* Required work *
Find where "In this exercise you will spot each instance of the mulch" appears in the entries below. That line and all lines after it, through the last, are to be duplicated exactly, with nothing else.

* Extracted information *

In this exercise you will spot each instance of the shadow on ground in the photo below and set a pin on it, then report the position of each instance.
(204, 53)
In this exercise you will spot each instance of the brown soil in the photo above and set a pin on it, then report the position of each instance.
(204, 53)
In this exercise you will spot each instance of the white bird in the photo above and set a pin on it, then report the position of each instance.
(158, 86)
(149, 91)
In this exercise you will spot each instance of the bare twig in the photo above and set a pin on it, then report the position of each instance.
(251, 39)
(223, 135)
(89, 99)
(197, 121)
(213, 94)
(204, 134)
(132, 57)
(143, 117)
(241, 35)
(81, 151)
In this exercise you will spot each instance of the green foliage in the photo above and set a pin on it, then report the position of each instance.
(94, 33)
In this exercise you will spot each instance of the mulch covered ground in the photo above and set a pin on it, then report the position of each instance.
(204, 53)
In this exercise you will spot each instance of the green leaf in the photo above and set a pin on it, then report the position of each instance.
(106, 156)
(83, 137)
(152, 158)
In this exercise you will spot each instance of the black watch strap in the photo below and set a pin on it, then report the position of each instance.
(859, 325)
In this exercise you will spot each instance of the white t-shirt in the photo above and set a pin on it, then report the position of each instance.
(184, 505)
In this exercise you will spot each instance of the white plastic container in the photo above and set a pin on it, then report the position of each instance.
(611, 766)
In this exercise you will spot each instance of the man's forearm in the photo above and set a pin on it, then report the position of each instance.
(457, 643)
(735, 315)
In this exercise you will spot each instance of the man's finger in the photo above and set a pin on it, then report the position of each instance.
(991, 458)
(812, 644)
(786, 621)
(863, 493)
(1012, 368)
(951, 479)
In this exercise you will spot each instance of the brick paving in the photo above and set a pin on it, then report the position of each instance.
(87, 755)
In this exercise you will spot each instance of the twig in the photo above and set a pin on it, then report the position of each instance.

* Task output *
In this exercise you will spot each instance of the mulch covered ground in the photo above and set a pin on it, then report the position of each instance.
(204, 53)
In this exercise you will spot each instance of the green leaf in the photo above and set a pin on it, then report the position of each instance.
(106, 156)
(83, 137)
(152, 158)
In this exercise you will spot each instance of the black watch strap in the photo below and set a pin on it, then report the position of each instance.
(859, 325)
In this exercise you will spot each instance of the white t-shirt in the photo above and set a pin on it, then report the position of each instance.
(184, 505)
In this exercise you will spot each instance of the white plastic container in the photo above and set a pin on it, then report the position of each instance.
(611, 766)
In this exercise you will spot each instance of the man's forearm in the photo above and set a pin on it, then report the position of each instance.
(457, 643)
(735, 315)
In this exercise you will spot each instance of the man's finger in the photo above and set a pin on it, then report the position of each instance.
(991, 458)
(812, 644)
(786, 621)
(863, 493)
(1012, 368)
(951, 479)
In this exercise you will spot each instance of the brick paving in the photo above and set a pin on it, then report the position of each instance.
(87, 755)
In this exercise you will spot each instance of the twig in the photo above and set a pin on it, then report the position of each instance.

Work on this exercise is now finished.